═════ Text segment ═════
A Martian anthropologist studying the earth with only the radio and television signals that reached Mars would never guess that most first marriages succeed. And neither can Julia Turner or the writers of Mad Men. They may as well be on Mars for all they have in common with the rest of us.

Mad Men: Far Away Places

I'm not going to look it up.

I'm not going to look up whether any babies were ever born in concentration camps. That's what they want you to do. I'm not go and look up if it ever happened even though it should have been impossible. I'm not going to look anything up. I'm just going to type my response to the episode out stream of consciousness style.

What does this all add up to? Does it need to add up to anything? Is this all desperation as the makers shake everything up just to try and get a fresh start going?

The show is actually getting to the part of the 1960s that I have conscious memories of. I remember driving I-95 and stopping at Hojos. We did that trip hundreds of times between 1966 and 1971 and we'd stop at Hojos. No one ever bought the back-scratcher for kids though.

Hojos had these great gifts for parents to buy kids. There was the saltwater taffy, there were kaleidoscopes, there were sea monkeys and there was the back scratcher. The last adults got for themselves. Those were the reliable ones you could always find.

There was a time when I thought the 95 was connected to speed because that was the speed my father would drive it in the big Chrysler and Dodge cars he favoured in those days. There was a Dodge Polara was a beast of a car. It was an unassuming sedan on the outside but it could smoke and we would pass every car on the road. My father had a  way of driving in a really controlled way so that even while you were smoking along it felt slow. He'd have one hand on the top of the wheel and he moved in and out of the passing lane so smoothly. And the radio would be on and fill the car with a green glow and it all felt like a  dream.

Anyway, back to our plot. It was at this point in the 1960s that rock and roll started to run out of gas. Having tried every variation from the limited range of possibilities that rock and roll offers, producers and bands started doing weird things, strange instruments, tape effects, voice filters. I mention that because it feels to me that that is what the show tried last night.
═════
_Set task 1_
Can you rewrite the Mad Men post between "The show is" and "could always find.", inclusive, substituting "Howard Johnson's" for "Hojos"?
═════ Data extract ═════
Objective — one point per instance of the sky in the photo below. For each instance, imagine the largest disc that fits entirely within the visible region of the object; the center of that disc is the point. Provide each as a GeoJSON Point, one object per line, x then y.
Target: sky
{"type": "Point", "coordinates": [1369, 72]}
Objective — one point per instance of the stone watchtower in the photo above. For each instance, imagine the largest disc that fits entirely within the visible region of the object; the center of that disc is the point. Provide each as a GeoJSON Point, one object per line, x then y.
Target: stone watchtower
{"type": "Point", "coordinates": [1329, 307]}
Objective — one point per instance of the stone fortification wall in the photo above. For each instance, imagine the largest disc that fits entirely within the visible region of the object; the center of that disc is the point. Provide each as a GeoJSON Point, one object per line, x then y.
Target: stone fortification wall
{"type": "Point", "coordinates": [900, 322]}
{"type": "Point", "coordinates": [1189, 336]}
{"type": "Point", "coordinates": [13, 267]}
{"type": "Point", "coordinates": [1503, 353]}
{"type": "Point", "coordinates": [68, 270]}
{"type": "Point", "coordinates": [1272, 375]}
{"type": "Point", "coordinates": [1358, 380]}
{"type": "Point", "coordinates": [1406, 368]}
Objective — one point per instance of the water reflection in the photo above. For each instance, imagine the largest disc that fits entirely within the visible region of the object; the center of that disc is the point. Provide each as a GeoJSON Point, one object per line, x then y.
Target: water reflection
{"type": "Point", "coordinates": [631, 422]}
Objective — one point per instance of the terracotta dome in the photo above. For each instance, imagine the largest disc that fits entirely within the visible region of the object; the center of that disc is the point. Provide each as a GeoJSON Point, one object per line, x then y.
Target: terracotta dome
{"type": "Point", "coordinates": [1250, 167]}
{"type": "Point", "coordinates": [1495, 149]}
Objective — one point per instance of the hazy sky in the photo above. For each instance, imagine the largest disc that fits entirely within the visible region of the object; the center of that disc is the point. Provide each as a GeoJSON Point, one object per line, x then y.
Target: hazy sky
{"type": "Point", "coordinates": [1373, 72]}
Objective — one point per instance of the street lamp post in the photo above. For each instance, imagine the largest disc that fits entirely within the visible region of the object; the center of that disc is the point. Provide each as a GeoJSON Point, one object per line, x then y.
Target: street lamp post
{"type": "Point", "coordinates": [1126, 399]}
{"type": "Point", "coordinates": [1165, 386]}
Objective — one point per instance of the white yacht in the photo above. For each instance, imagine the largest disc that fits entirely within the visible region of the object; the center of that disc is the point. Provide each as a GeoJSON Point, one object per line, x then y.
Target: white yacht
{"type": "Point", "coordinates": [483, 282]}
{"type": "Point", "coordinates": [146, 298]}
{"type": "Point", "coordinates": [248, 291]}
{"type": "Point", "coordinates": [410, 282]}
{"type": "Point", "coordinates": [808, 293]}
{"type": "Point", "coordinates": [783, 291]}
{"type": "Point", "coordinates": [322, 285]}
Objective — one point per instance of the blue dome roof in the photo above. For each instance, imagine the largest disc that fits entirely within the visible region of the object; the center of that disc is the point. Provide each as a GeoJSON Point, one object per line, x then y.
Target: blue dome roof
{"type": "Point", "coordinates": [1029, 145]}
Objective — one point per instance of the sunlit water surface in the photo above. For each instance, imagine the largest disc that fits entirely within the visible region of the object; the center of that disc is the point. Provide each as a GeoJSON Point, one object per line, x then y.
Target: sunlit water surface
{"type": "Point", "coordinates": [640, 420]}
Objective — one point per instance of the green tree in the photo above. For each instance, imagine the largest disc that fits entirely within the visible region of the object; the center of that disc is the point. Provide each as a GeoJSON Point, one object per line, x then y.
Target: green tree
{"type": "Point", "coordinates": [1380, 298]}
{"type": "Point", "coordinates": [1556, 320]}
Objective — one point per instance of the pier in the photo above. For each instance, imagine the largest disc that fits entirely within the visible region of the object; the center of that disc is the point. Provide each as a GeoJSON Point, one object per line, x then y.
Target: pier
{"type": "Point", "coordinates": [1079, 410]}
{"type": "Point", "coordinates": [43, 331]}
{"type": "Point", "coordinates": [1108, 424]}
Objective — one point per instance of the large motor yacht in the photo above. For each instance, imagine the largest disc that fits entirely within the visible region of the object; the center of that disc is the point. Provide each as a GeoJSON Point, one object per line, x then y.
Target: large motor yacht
═════
_Set task 2_
How many lines of the rows contain the string "blue", with case counting? Give only the number.

_Right answer 1_
The show is actually getting to the part of the 1960s that I have conscious memories of. I remember driving I-95 and stopping at Howard Johnson's. We did that trip hundreds of times between 1966 and 1971 and we'd stop at Howard Johnson's. No one ever bought the back-scratcher for kids though.

Howard Johnson's had these great gifts for parents to buy kids. There was the saltwater taffy, there were kaleidoscopes, there were sea monkeys and there was the back scratcher. The last adults got for themselves. Those were the reliable ones you could always find.

_Right answer 2_
2